*** Begin section ***
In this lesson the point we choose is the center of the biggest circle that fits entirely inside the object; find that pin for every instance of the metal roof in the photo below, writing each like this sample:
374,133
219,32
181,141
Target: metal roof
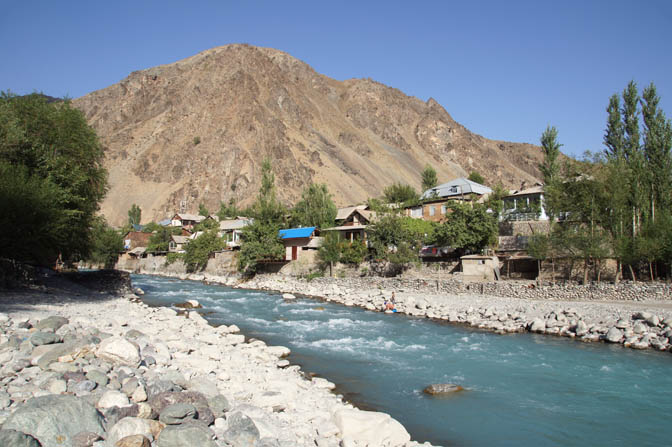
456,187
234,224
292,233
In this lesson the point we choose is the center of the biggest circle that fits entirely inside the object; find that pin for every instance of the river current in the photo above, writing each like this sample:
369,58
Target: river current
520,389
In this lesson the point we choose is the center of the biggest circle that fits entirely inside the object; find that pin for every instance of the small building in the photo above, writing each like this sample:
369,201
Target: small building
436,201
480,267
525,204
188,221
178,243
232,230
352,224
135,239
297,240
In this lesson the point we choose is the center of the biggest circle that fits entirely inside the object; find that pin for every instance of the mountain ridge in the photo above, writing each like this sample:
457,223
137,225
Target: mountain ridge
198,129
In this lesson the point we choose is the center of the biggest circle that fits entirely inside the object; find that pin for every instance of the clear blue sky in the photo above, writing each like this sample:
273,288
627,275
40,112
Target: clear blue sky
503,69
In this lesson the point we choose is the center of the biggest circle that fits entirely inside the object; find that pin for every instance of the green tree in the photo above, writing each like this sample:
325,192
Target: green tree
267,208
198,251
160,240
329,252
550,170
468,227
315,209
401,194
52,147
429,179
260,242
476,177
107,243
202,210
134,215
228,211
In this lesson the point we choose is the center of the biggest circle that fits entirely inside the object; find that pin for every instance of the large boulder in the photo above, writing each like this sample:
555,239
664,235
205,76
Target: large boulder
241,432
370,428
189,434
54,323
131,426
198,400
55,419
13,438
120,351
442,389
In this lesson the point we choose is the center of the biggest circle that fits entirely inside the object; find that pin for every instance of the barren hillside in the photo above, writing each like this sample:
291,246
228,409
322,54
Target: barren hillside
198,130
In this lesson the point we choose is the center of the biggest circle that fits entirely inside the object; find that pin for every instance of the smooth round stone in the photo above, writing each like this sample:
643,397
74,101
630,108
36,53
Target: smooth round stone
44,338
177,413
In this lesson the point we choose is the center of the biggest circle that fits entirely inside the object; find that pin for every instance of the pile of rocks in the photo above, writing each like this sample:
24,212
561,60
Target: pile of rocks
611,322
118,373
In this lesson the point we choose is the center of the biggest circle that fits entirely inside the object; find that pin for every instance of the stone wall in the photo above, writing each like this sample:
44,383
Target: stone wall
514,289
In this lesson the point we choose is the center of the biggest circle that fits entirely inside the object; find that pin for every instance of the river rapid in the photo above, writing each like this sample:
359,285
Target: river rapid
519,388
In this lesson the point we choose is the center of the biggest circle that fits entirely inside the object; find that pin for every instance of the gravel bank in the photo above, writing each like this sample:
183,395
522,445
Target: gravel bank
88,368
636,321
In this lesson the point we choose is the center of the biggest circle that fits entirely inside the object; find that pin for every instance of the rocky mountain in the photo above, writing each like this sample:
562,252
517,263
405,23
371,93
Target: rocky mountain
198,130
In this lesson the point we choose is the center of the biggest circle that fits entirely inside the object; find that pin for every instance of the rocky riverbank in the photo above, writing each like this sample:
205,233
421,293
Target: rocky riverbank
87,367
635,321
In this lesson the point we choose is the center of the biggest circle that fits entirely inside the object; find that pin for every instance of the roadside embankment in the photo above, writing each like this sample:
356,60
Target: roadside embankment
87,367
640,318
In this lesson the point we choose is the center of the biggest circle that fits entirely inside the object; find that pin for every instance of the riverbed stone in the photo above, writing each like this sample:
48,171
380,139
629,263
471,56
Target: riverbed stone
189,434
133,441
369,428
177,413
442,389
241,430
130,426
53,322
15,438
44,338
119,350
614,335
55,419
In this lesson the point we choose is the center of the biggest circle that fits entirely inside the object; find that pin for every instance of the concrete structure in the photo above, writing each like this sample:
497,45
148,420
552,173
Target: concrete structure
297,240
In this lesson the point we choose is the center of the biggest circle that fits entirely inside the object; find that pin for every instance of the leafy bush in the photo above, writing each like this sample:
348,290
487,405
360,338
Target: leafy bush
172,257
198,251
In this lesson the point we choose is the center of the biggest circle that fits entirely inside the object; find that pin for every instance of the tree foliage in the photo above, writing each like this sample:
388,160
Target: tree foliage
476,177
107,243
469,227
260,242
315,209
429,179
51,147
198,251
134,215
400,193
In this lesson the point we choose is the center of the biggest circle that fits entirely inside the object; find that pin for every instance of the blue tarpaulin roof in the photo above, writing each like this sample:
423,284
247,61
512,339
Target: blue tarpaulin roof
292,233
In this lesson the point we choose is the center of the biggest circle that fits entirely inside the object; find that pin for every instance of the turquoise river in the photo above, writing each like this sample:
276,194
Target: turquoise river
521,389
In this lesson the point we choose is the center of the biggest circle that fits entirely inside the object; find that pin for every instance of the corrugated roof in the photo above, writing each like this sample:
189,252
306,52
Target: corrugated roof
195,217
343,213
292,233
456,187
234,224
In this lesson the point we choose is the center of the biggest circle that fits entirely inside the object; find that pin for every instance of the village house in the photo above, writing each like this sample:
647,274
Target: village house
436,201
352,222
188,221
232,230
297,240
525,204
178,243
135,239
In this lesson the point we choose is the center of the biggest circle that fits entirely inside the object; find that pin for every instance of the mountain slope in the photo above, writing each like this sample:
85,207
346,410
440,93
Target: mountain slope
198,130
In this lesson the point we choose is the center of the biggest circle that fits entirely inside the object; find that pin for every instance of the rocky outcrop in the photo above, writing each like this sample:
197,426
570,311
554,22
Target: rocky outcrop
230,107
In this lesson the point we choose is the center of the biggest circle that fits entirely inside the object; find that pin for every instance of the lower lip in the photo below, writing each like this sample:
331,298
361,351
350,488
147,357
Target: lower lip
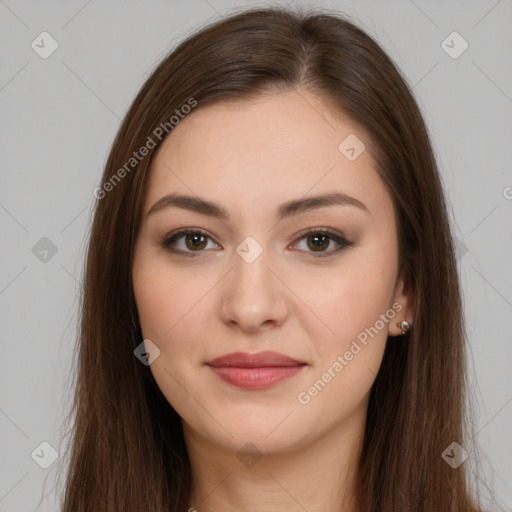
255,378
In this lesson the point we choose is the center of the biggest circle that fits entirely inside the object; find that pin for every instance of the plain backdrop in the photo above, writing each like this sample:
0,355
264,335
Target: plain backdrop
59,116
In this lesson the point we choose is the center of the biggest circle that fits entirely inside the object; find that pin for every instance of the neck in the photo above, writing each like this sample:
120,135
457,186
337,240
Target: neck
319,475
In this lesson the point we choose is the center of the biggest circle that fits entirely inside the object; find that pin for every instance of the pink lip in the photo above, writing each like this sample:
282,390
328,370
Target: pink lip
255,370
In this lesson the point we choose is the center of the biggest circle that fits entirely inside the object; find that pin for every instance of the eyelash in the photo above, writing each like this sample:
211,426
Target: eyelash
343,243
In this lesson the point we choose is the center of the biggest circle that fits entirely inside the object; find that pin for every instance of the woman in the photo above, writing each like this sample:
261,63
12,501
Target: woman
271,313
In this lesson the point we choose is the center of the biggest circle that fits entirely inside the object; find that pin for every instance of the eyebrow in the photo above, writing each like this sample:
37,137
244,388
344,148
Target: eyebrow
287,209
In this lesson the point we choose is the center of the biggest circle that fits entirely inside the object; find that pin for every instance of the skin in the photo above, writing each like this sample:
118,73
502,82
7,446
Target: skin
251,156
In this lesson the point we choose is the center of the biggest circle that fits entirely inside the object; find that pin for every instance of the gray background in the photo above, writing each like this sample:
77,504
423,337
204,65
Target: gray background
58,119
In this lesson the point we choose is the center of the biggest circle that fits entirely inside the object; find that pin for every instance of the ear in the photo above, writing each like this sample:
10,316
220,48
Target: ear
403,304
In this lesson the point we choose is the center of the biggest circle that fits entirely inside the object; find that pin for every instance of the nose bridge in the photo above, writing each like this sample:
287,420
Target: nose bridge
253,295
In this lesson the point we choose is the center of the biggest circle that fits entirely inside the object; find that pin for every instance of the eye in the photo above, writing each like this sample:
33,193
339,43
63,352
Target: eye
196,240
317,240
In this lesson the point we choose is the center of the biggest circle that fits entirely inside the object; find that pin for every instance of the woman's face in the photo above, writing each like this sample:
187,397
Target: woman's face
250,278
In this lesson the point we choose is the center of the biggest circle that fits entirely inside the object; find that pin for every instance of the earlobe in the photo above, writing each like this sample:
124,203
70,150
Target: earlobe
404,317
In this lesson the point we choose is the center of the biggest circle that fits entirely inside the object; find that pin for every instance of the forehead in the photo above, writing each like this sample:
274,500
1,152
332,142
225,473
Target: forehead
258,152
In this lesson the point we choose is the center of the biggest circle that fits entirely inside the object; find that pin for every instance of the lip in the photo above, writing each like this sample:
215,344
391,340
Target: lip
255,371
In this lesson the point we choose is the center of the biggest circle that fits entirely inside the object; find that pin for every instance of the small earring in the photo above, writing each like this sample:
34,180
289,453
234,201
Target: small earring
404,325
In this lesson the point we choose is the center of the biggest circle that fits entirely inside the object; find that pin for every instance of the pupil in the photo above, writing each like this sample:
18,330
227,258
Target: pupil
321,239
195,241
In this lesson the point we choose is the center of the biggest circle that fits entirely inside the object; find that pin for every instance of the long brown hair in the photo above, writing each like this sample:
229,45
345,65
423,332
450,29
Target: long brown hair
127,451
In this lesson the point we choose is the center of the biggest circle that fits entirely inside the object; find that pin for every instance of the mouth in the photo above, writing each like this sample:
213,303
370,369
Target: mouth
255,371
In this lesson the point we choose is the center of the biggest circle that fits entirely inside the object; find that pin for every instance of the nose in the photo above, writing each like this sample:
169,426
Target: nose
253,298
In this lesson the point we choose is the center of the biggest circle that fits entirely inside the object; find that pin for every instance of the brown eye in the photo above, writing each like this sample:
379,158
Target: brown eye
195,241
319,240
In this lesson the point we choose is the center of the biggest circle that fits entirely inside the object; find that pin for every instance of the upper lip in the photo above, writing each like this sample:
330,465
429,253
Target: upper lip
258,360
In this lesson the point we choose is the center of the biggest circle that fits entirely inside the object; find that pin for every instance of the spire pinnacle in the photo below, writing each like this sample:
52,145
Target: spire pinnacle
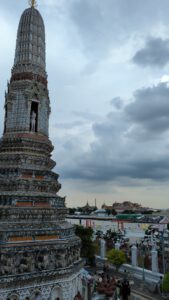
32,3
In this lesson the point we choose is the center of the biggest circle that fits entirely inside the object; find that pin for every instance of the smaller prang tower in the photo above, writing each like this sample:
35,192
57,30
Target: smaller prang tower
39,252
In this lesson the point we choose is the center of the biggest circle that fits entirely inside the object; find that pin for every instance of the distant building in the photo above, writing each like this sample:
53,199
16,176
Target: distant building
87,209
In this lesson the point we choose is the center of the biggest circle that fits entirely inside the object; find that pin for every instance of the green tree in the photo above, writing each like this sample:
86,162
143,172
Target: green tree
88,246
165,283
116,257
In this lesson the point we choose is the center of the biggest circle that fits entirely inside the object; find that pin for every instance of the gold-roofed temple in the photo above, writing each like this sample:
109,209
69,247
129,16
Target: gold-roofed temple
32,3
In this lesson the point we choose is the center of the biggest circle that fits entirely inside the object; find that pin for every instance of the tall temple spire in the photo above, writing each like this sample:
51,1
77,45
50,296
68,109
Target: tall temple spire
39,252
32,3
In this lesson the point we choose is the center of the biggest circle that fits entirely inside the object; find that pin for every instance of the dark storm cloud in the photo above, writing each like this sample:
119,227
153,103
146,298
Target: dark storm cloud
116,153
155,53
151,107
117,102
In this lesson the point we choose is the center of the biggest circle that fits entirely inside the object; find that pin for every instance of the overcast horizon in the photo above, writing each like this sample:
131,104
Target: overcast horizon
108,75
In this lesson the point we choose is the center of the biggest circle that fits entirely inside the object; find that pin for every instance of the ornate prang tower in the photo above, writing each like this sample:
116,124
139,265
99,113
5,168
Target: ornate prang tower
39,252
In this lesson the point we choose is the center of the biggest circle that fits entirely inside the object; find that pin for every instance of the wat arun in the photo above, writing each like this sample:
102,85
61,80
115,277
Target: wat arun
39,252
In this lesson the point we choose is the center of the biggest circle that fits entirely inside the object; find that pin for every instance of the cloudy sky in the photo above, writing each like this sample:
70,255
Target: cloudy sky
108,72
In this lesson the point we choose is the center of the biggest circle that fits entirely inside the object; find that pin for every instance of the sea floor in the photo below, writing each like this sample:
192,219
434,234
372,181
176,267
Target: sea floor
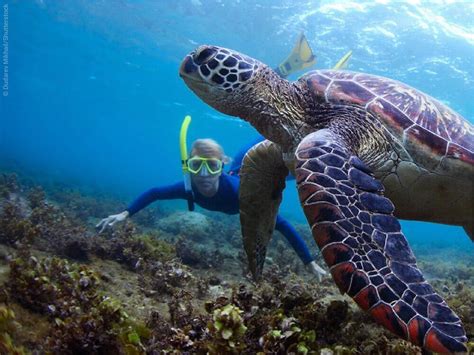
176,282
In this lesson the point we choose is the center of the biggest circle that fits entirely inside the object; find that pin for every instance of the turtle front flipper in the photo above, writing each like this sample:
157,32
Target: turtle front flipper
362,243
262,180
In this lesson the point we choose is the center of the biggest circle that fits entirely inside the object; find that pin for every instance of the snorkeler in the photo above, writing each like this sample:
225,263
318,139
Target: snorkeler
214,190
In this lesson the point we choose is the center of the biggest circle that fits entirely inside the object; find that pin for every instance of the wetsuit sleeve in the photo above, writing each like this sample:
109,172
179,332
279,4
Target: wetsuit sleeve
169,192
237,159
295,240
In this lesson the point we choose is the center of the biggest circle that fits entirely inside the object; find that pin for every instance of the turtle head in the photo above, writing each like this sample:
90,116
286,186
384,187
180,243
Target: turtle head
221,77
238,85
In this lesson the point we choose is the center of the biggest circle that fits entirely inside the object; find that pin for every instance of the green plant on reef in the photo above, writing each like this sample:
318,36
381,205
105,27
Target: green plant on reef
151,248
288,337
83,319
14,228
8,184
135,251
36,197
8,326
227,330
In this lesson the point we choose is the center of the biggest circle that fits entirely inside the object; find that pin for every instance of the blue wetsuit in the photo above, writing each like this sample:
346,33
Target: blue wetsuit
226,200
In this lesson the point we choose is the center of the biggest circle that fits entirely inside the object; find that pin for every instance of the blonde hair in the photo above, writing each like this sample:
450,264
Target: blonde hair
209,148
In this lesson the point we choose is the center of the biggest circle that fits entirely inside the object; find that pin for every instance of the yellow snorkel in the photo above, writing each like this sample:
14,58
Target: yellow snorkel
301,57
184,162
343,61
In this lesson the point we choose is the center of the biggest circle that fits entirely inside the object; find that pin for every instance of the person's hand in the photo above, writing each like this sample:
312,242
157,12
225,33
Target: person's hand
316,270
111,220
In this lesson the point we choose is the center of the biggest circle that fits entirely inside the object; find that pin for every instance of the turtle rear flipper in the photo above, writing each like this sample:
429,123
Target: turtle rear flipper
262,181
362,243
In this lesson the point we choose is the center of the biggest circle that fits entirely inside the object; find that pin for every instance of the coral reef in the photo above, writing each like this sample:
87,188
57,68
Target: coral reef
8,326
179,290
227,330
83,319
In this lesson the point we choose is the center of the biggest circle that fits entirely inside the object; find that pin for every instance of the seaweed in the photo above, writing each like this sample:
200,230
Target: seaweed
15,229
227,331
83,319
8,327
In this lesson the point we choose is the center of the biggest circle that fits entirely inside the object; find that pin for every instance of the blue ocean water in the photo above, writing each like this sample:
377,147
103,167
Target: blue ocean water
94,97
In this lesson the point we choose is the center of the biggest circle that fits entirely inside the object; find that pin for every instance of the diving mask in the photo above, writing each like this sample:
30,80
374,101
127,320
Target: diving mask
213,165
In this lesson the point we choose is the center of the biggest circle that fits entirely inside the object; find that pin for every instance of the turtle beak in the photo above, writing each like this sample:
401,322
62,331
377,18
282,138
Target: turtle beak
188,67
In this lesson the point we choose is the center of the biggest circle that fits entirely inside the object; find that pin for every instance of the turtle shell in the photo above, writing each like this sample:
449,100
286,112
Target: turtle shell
*** End section ***
### [WHAT TO DO]
Among the lines above, which ones hold the string "below"? Show them.

### [EXERCISE RESPONSE]
In this lesson the point we choose is the center of the biggest circle that fits entirely inside the object; find that pin for every instance of the metal roof in the photo below, writing each like this sample:
In this lesson the point we choose is the center of the biggest circle that fits entirely inside the object; find that pin for every instance of the lower lip in the photo below, writing each like this sample:
In this lesson the point we choose is the center of the biggest circle that fits entirely inside the object; find that pin for every instance of the spire pinnacle in the photo below, writing each like this sample:
In this lesson the point we choose is the center of the biggest circle that fits entirely inside the object; find that pin for every instance of the sea floor in the photo below, writing each like this sample:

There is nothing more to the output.